[Point labeling examples]
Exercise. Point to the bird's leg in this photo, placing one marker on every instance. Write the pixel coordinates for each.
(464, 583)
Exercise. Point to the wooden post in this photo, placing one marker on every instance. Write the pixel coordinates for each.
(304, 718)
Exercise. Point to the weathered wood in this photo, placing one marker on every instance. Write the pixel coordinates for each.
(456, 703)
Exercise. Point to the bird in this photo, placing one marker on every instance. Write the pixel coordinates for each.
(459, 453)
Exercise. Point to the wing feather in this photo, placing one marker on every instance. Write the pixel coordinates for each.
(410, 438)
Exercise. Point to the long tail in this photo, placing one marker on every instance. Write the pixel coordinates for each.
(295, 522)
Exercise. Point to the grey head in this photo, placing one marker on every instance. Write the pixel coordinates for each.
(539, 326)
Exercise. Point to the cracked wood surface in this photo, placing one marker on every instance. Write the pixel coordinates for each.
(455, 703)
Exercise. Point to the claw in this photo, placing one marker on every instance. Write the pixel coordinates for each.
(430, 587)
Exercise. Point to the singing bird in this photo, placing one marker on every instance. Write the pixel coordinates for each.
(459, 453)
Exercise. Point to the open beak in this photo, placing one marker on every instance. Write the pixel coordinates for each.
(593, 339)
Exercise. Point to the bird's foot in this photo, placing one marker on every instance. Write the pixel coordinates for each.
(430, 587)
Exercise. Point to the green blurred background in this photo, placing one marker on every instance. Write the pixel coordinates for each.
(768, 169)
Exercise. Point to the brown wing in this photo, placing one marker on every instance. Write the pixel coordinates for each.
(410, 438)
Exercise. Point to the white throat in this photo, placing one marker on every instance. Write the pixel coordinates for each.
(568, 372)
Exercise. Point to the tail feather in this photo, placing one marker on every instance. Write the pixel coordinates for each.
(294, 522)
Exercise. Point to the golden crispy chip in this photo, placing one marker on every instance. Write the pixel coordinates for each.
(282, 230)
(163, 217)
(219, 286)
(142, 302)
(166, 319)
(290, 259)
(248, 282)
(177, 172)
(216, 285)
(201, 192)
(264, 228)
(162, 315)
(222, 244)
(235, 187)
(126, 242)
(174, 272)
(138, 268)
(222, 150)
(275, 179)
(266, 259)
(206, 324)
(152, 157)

[Written request]:
Reproduce the data in its entirety, matching each character.

[Reply]:
Exercise. Point to the bird's leg in this photo, placing one marker on every instance. Write the pixel coordinates for each.
(464, 583)
Exercise. Point to the wooden post in this photo, placing one marker on every instance. Write the pixel coordinates for each.
(304, 718)
Exercise. Point to the weathered wood in this photo, placing one marker on every instance. Write the pixel coordinates for each.
(456, 703)
Exercise. Point to the bird in this photo, placing one marker on every instance. Write the pixel coordinates for each.
(459, 453)
Exercise. Point to the wing feather in this photo, placing one marker on every instance. Write the pixel coordinates for each.
(410, 438)
Exercise. Point to the long tail in this photo, placing one marker on every instance. Write the pixel coordinates for each.
(295, 522)
Exercise. Point to the grey head in this photo, placing one marker on every instance. Write the pixel coordinates for each.
(539, 326)
Exercise. Point to the cracked wood surface in this photo, placing one marker on every instance. Write the pixel coordinates for each.
(455, 703)
Exercise. Point to the claw in this photo, placing one marker on every instance. Write the pixel coordinates for each.
(430, 587)
Exercise. Point to the singing bird in this photo, placing one marker on every instance. Write the pixel coordinates for each.
(459, 453)
Exercise. Point to the open beak in this photo, placing one marker on every instance. Write the pixel coordinates for each.
(593, 339)
Exercise. Point to the bird's foot in this photo, placing one marker on every instance. Write the pixel coordinates for each.
(430, 587)
Exercise. Point to the green blurred background in this photo, placing one marker on every instance. Write the pixel coordinates for each.
(768, 169)
Exercise. Point to the brown wing in this photo, placing one marker on every instance. Write the pixel coordinates for each.
(410, 438)
Exercise. Point to the white throat in this photo, placing one marker on every instance. Write the pixel coordinates for each.
(568, 372)
Exercise. Point to the tail feather in this photo, placing one marker on every instance. Write the pixel coordinates for each.
(294, 522)
Exercise. Point to the golden crispy chip in this photo, placing one marker on every instance. Write the pixel coordinates for each.
(282, 230)
(163, 217)
(219, 286)
(142, 302)
(166, 319)
(290, 259)
(248, 282)
(177, 172)
(216, 285)
(201, 192)
(264, 228)
(162, 315)
(222, 244)
(235, 187)
(126, 242)
(174, 272)
(138, 268)
(222, 150)
(275, 179)
(266, 259)
(206, 324)
(152, 157)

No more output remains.